## PAGE
= = = = =
Scott Raab (born March 21, 1952) is an American nonfiction author and former contributing journalist for Esquire.

Early years
Scott Raab was born in Cleveland, Ohio, in 1952. The Raab family relocated to Los Angeles in 1960, but after his parents divorced in 1962, he returned to Cleveland with his mother and two younger brothers. Raab graduated from Cleveland State in 1983 with a bachelor's degree, and in 1986 received his Master of Fine Arts in fiction from the Iowa Writers' Workshop.

Professional career

Raab was a writer for GQ Magazine from 1992 until 1997, and was a regular contributor to Esquire from 1997 until 2016. Much of his work at Esquire was one-on-one interviews with various celebrities (e.g. Phil Spector, Paul Giamatti, Don Zimmer). The style of his non-interview writing is typically informal in nature, mainly in the voice of a storyteller.

Personal
Raab is a self-professed "fat Jew from Cleveland, a great deli town" who has mentioned on several occasions his anti-haute cuisine disposition. Although not a food writer by trade, he has written frequently about the Cleveland food scene, and may be the biggest pundit of Slyman's Deli's award-winning corned-beef sandwich, which he has mentioned in more than one article appearing in Esquire.
= = = = =
Dataset entries
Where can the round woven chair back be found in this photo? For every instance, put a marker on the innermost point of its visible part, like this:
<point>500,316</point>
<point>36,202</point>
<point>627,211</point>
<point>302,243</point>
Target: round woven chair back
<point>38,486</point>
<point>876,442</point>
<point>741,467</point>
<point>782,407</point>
= = = = =
## THE PROBLEM
Please copy the Scott Raab article between "Raab was a writer" and "of a storyteller.", inclusive, changing "celebrities" to "public figures".

## ANSWER FOR THE TASK
Raab was a writer for GQ Magazine from 1992 until 1997, and was a regular contributor to Esquire from 1997 until 2016. Much of his work at Esquire was one-on-one interviews with various public figures (e.g. Phil Spector, Paul Giamatti, Don Zimmer). The style of his non-interview writing is typically informal in nature, mainly in the voice of a storyteller.